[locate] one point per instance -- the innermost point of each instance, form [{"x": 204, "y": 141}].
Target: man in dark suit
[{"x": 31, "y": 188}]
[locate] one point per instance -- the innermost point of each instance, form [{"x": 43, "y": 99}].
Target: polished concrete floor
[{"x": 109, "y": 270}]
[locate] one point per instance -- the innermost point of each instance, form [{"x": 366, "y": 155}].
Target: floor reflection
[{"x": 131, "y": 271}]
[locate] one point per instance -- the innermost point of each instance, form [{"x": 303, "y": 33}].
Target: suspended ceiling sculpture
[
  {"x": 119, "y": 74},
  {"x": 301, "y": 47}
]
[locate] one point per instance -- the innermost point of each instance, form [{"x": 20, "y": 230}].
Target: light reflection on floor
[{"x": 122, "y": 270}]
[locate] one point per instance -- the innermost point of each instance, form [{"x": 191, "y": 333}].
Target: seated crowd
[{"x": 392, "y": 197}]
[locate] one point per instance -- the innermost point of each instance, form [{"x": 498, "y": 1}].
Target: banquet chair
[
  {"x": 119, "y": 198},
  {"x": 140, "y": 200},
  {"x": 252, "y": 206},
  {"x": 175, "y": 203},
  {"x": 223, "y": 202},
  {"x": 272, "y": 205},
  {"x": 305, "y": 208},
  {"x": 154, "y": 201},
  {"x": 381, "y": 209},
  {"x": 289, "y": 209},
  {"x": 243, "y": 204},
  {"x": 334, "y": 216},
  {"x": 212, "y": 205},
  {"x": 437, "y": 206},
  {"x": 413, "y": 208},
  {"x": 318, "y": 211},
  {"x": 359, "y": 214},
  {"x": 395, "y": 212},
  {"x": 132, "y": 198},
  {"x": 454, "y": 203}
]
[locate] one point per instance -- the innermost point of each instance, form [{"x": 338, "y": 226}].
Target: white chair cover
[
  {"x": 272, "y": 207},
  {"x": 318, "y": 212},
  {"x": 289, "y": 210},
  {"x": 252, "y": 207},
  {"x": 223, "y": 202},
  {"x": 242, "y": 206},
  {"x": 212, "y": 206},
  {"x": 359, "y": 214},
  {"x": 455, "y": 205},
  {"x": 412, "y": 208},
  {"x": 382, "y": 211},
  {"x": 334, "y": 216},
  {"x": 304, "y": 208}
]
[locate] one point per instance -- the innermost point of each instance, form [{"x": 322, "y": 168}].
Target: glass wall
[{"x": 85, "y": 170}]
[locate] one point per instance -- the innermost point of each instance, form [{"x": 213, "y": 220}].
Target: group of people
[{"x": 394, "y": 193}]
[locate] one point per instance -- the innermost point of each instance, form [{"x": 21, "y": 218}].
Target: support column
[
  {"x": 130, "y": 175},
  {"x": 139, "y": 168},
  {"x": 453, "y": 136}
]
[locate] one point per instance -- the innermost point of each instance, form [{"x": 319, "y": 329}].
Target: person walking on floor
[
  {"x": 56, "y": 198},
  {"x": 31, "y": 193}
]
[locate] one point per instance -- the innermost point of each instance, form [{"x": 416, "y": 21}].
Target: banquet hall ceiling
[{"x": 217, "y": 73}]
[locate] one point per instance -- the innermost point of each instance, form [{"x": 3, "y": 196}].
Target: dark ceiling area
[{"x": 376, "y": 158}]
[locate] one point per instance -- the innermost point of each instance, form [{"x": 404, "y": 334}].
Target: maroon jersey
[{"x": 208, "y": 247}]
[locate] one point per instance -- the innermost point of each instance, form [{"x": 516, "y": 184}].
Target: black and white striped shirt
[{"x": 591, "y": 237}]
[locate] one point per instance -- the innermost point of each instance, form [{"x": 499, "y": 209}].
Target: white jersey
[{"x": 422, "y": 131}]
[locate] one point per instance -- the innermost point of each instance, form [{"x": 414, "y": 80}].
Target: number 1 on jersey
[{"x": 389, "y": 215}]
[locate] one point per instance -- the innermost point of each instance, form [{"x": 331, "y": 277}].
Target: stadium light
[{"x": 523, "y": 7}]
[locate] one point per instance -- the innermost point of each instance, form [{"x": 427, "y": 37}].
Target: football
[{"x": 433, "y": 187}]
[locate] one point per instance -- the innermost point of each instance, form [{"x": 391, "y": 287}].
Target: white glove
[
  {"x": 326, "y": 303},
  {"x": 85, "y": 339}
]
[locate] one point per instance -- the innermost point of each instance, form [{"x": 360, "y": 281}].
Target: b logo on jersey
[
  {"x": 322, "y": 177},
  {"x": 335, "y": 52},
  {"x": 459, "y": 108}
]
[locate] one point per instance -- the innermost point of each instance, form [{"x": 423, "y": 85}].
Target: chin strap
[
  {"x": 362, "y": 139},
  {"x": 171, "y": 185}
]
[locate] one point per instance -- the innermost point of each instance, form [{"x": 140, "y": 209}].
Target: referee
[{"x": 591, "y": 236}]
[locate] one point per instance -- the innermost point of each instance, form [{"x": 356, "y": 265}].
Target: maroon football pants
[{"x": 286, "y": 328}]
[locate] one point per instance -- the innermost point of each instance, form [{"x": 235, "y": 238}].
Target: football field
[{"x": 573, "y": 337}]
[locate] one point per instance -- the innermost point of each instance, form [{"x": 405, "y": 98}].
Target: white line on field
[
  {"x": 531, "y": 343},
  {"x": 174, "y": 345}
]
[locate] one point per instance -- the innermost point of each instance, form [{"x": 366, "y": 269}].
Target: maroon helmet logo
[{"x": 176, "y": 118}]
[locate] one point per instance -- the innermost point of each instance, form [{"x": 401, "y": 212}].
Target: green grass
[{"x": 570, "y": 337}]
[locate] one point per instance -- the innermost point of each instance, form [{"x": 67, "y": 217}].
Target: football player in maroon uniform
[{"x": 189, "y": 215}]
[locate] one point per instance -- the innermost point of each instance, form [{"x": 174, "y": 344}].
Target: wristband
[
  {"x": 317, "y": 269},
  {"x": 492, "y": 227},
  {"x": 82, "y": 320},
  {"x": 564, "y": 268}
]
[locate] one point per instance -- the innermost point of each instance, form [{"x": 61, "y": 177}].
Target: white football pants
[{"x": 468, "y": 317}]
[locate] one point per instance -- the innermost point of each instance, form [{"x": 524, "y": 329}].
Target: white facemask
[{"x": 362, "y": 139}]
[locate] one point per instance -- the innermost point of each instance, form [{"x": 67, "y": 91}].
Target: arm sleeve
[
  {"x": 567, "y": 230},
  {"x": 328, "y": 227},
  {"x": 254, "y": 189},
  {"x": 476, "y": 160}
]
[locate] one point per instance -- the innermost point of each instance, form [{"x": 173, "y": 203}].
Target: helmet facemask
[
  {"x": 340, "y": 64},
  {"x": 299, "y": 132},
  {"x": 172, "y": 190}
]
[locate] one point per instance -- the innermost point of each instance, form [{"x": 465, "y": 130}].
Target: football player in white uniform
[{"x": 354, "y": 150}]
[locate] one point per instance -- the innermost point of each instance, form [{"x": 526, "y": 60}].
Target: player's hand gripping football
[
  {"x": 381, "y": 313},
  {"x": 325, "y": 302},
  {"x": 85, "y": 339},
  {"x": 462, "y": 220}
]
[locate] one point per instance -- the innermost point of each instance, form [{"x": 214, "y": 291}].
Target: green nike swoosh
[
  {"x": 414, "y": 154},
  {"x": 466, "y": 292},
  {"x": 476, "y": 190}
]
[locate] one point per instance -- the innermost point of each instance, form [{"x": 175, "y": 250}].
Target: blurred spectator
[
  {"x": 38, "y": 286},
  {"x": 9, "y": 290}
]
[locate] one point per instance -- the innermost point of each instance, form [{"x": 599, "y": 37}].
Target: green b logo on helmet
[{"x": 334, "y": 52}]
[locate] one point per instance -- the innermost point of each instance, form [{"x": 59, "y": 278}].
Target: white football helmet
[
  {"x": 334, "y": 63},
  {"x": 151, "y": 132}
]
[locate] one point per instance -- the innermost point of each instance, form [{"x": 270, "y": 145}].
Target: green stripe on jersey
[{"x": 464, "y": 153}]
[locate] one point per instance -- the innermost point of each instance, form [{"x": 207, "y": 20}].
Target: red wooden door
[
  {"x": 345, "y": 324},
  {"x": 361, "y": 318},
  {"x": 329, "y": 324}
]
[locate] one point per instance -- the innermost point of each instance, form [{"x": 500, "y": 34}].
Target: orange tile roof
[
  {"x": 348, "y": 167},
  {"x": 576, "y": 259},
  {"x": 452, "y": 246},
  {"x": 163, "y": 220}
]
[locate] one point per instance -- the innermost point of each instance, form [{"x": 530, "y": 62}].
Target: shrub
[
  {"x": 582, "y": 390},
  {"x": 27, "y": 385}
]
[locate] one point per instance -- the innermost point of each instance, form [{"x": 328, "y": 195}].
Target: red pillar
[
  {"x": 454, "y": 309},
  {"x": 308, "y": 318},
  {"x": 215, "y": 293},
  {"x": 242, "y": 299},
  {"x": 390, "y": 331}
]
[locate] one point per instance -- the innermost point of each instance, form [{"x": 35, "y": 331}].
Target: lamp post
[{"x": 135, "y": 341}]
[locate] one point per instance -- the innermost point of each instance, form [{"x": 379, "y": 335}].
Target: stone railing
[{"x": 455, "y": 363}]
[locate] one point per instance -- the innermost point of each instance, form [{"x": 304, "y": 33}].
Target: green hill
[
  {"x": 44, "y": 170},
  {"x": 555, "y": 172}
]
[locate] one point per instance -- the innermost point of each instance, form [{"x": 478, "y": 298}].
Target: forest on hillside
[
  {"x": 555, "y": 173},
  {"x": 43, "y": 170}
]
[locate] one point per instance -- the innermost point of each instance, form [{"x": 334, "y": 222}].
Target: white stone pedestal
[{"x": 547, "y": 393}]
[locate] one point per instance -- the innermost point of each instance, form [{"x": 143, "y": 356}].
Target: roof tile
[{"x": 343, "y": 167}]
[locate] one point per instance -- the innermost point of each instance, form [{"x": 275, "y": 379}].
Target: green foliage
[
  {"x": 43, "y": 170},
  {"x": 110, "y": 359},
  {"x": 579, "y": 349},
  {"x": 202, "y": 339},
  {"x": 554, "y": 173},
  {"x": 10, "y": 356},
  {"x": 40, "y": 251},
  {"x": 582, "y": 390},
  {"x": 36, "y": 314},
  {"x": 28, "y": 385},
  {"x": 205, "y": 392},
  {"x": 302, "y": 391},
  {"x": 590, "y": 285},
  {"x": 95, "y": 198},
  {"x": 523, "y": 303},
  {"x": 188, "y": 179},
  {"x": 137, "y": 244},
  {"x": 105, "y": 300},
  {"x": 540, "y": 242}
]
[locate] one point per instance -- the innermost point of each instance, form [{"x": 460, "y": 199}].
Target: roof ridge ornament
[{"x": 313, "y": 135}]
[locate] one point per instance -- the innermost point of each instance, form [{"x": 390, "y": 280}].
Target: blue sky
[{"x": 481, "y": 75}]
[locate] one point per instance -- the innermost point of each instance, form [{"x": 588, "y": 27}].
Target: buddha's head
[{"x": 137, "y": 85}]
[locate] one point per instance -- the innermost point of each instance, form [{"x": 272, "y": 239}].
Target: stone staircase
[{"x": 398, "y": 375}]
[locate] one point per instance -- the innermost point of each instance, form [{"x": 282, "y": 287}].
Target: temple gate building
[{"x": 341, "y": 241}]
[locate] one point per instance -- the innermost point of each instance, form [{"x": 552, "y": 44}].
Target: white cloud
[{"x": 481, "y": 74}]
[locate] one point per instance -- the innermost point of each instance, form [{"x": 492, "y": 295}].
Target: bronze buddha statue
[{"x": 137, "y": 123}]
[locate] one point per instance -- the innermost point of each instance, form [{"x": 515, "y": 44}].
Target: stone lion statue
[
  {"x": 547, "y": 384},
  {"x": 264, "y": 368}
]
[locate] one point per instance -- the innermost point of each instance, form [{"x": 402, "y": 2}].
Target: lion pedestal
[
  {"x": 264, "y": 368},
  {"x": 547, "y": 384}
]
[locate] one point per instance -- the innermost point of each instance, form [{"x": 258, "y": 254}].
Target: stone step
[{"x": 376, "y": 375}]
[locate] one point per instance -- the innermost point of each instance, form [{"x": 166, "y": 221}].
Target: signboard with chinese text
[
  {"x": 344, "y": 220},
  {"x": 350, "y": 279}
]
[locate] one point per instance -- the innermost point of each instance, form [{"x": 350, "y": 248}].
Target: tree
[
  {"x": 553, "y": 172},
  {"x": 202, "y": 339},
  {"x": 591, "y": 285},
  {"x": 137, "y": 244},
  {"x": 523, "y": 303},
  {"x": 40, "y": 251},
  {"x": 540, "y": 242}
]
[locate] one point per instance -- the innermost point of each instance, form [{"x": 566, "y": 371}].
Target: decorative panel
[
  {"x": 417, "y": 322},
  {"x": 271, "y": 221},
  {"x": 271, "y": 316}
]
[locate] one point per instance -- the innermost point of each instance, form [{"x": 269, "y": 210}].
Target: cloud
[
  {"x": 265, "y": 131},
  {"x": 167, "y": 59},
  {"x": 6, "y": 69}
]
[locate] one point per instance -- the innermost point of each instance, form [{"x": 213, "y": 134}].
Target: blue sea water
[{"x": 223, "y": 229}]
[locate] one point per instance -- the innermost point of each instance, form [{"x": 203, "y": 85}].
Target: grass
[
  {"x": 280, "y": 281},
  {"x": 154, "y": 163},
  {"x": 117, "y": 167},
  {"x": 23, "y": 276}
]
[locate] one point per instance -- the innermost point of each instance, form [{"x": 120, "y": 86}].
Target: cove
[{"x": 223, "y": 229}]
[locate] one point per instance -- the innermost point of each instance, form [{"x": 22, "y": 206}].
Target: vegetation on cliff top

- - -

◆ WORK REQUEST ◆
Produce an exact copy of each line from the one holding "Target: cove" through the last line of the records, both included, and nothing more.

◆ WRITTEN ANSWER ◆
Target: cove
[{"x": 223, "y": 229}]
[locate] one point per instance -- the innermost point of each instance, form [{"x": 22, "y": 206}].
Target: vegetation on cliff top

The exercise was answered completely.